** Opening Input material block **

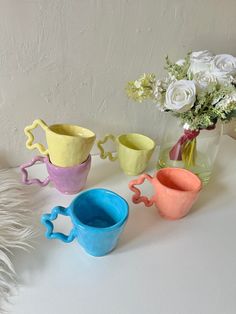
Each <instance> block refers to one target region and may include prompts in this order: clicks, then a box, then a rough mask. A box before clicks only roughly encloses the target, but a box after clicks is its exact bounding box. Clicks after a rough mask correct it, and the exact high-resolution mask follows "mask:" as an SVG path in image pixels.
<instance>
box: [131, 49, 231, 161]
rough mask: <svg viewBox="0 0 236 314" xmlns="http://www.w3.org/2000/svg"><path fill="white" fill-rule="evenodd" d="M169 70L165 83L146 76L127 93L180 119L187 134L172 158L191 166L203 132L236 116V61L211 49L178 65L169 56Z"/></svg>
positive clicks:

** Closing Input material block **

▶ **Exercise description**
Exact duplicates of all the entries are required, and no image may appear in them.

▶ **Output of the task**
Each <instance> block refers to one target region and may include prompts in this order: clicks, then a box, then a rough mask. A box before clicks only roughly encloses the target, but a box after clicks is its exact bounding box. Clicks after a rough mask correct it, and the exact high-resolution mask follows "mask:" as an SVG path in image pixels.
<instance>
box: [131, 49, 231, 161]
rough mask: <svg viewBox="0 0 236 314" xmlns="http://www.w3.org/2000/svg"><path fill="white" fill-rule="evenodd" d="M169 70L165 83L146 76L127 93L180 119L187 134L172 158L191 166L203 132L236 116V61L211 49L178 65L169 56Z"/></svg>
positive clicks:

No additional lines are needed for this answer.